▶ _WHAT IS NEEDED_
Exactly reproduce the line containing "of the framed" together with every line after it, through the end of the entries, and give nothing more.

-- START RECORDS SHOWN --

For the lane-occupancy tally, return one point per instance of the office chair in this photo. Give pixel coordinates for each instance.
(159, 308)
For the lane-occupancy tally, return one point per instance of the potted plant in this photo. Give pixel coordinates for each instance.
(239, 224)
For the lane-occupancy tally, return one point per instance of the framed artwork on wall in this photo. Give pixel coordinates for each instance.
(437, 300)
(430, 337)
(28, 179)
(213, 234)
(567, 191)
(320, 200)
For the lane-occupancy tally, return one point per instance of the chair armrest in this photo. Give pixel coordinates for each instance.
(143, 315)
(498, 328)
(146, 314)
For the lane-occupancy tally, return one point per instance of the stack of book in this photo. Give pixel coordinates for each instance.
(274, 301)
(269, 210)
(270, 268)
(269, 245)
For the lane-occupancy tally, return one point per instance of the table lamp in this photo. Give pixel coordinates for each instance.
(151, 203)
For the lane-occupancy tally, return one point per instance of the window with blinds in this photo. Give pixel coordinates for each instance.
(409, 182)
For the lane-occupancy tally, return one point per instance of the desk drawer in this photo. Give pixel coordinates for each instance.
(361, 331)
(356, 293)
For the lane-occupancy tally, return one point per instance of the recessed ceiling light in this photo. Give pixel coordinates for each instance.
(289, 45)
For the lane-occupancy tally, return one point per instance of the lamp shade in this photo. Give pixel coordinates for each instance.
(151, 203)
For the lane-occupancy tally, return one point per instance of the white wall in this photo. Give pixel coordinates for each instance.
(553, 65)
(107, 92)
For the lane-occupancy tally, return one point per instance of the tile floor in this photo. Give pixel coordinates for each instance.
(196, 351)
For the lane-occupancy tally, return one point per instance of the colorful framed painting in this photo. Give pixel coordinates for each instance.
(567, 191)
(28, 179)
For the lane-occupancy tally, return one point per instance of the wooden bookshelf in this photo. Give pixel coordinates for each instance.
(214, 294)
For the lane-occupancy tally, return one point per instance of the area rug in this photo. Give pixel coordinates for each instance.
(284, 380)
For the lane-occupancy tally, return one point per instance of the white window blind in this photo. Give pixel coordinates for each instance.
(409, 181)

-- END RECORDS SHOWN --

▶ _EXERCISE SOLUTION_
For the lane-occupancy tally, return one point per instance of the framed artwork on wall in this photo. Give pixel coordinates for each instance.
(437, 300)
(430, 337)
(28, 179)
(213, 234)
(567, 191)
(320, 200)
For the lane-occupancy tally, return one point per instance of the chair armrest in this photo. Give pixel coordinates for each instance.
(143, 315)
(498, 328)
(146, 314)
For the lane-occupancy tally, return one point per instance of the stack of book in this photo. Give pixel coordinates for each instance.
(274, 301)
(269, 210)
(270, 268)
(269, 245)
For the lane-occupancy tally, return one point per instance of the table lamp in this photo. Give pixel coordinates for each instance.
(151, 203)
For the lane-occupancy tally, return one point per instance of the window with blinds in this photo. Give pixel coordinates for each instance.
(409, 182)
For the lane-occupancy tally, return one point per instance of the desk drawer in this photo. Give pixel coordinates for each instance.
(361, 331)
(356, 293)
For the lane-occupancy tally, return one point per instance of the recessed ceiling light in this photo. Give pixel coordinates for each instance.
(289, 45)
For the lane-occupancy tally, return one point per instance of the lamp shade in this photo. Give pixel coordinates for each instance.
(151, 203)
For the lane-occupancy tally, return one point per instance of the white wall in this photo. Give pixel coordinates for each instance.
(553, 65)
(107, 92)
For the lane-occupancy tally, return one point per instance of the tile floor in this photo. Give pixel coordinates for each instance.
(196, 351)
For the lane-occupancy tally, return one point per instance of the colorful framed painting in this photo. Give pixel coordinates for each instance.
(567, 191)
(28, 179)
For the lane-occupancy tally, return one point per instance of the wooden bookshelf in this photo. Give pixel coordinates for each instance.
(214, 294)
For the lane-occupancy tally, return one point per instance of the area rug in this photo. Give pixel coordinates for each instance.
(284, 380)
For the lane-occupancy tally, return one point per instance of the white window blind in this photo. Give pixel coordinates for each instance.
(409, 181)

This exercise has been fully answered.